─── RECORDS SUPPLIED
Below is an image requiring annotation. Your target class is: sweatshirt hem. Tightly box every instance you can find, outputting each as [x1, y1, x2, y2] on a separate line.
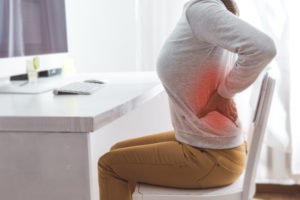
[175, 130, 245, 149]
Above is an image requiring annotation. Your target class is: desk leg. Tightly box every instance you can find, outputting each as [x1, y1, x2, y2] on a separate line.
[0, 131, 91, 200]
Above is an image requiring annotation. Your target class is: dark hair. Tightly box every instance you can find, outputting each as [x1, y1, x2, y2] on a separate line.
[220, 0, 239, 15]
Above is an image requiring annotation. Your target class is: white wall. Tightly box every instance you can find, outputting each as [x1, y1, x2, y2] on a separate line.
[65, 0, 137, 73]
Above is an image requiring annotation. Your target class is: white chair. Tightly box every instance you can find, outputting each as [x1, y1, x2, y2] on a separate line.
[133, 74, 276, 200]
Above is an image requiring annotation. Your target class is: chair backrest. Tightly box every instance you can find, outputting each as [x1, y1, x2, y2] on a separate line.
[242, 73, 276, 200]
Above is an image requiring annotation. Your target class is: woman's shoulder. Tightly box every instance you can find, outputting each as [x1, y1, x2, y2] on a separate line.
[185, 0, 228, 27]
[185, 0, 226, 12]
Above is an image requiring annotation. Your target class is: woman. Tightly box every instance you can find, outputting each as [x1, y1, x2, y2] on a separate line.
[98, 0, 276, 199]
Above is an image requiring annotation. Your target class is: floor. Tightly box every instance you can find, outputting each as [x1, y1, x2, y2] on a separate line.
[254, 184, 300, 199]
[254, 193, 300, 200]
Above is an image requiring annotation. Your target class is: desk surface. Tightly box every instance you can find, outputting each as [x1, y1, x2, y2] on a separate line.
[0, 72, 164, 133]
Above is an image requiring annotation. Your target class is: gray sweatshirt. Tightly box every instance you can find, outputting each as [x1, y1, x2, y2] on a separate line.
[156, 0, 276, 149]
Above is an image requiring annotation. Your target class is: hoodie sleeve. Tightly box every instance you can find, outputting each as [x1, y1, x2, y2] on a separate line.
[186, 0, 277, 98]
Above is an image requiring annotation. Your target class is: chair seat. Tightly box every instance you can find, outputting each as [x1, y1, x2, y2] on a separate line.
──────
## THE PROBLEM
Nothing but the lines from the one holding "class is: hoodie" through the last line of the data may be output, and each must match exactly.

## TASK ANSWER
Above is an image requiring annotation. Your target class is: hoodie sleeve. Tightly box every instance you can find, outputting each as [x1, y1, x2, y2] on a separate line.
[186, 0, 277, 98]
Above is an image requiring annotation. Your target class is: chair seat. Tightly box every instance you can find, outputting each as [x1, y1, x2, y2] on a separate line.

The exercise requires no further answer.